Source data
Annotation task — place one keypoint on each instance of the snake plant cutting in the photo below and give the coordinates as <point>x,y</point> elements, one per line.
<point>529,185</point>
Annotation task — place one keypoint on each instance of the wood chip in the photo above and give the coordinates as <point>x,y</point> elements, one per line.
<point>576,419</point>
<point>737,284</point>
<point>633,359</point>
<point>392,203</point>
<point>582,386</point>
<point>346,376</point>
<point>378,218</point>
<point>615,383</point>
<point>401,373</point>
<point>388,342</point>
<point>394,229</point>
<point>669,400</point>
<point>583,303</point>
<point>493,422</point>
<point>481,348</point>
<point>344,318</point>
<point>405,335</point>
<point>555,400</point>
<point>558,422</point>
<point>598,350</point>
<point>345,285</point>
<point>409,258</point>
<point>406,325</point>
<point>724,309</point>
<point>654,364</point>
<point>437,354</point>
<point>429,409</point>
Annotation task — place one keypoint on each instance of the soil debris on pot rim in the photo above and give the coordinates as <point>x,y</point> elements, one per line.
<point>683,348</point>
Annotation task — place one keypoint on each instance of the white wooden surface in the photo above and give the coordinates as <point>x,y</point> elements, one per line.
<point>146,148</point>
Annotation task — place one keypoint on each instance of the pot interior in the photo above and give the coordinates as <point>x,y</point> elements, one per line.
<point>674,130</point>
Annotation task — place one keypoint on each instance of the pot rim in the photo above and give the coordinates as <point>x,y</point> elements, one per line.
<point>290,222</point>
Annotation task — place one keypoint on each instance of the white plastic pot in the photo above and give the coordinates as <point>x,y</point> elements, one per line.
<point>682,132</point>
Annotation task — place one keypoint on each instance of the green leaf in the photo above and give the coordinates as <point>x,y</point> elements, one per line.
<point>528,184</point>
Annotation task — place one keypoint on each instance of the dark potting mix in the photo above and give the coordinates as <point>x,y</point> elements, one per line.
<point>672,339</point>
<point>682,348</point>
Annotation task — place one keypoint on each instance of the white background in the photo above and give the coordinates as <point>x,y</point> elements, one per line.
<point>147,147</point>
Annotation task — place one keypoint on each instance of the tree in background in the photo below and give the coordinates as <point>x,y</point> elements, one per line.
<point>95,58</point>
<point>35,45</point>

* What to do
Set every line of the data down again, word for word.

* Solution
Annotation task — place one keypoint on each instance of the snake plant cutting in the photo below and give the coordinates as <point>x,y</point> elements, one per line.
<point>529,185</point>
Annotation task — place one keypoint on each instance of the wood chip in the photo above and give the coordinates as <point>x,y</point> elements, one per line.
<point>576,419</point>
<point>737,284</point>
<point>633,359</point>
<point>392,203</point>
<point>582,386</point>
<point>346,376</point>
<point>378,218</point>
<point>615,383</point>
<point>401,373</point>
<point>388,342</point>
<point>394,229</point>
<point>669,400</point>
<point>583,303</point>
<point>493,422</point>
<point>481,348</point>
<point>344,318</point>
<point>405,335</point>
<point>555,400</point>
<point>558,422</point>
<point>598,350</point>
<point>345,285</point>
<point>409,258</point>
<point>406,325</point>
<point>724,309</point>
<point>654,364</point>
<point>437,354</point>
<point>429,409</point>
Annotation task — place one keypoint on each instance of the soil debris on pot rim in the photo above and give the coordinates as <point>x,y</point> elements, one per line.
<point>683,348</point>
Annotation task — place one keypoint on each instance of the white wooden surface in the photo above and give the coordinates as <point>x,y</point> elements, one per line.
<point>146,148</point>
Annotation task — place one keypoint on each instance of the pot interior in the photo above and give the coordinates as <point>x,y</point> elements, one per line.
<point>674,130</point>
Annotation task — place one keypoint on each instance of the pot rim in the photo above and give the coordinates as <point>x,y</point> elements, one per line.
<point>290,222</point>
Annotation task — place one keypoint on each instance of the white plastic pot in the photo above and give the coordinates as <point>x,y</point> elements, one per line.
<point>682,132</point>
Annotation task — place one keypoint on each instance of the green leaf in the photo above and give the coordinates as <point>x,y</point> elements, one per line.
<point>528,184</point>
Annotation task — place one keypoint on each instance of the dark potting mix in the photo above and give the coordinates as <point>x,y</point> elements, one per line.
<point>672,339</point>
<point>682,348</point>
Annotation task — place one keypoint on each instance of the white background in the photo above and give the coordinates as <point>x,y</point> elements, one per line.
<point>147,147</point>
Annotation task — place one keypoint on each instance of the tree in background in the photo below and give the coordinates as <point>x,y</point> elements, one per line.
<point>95,58</point>
<point>35,45</point>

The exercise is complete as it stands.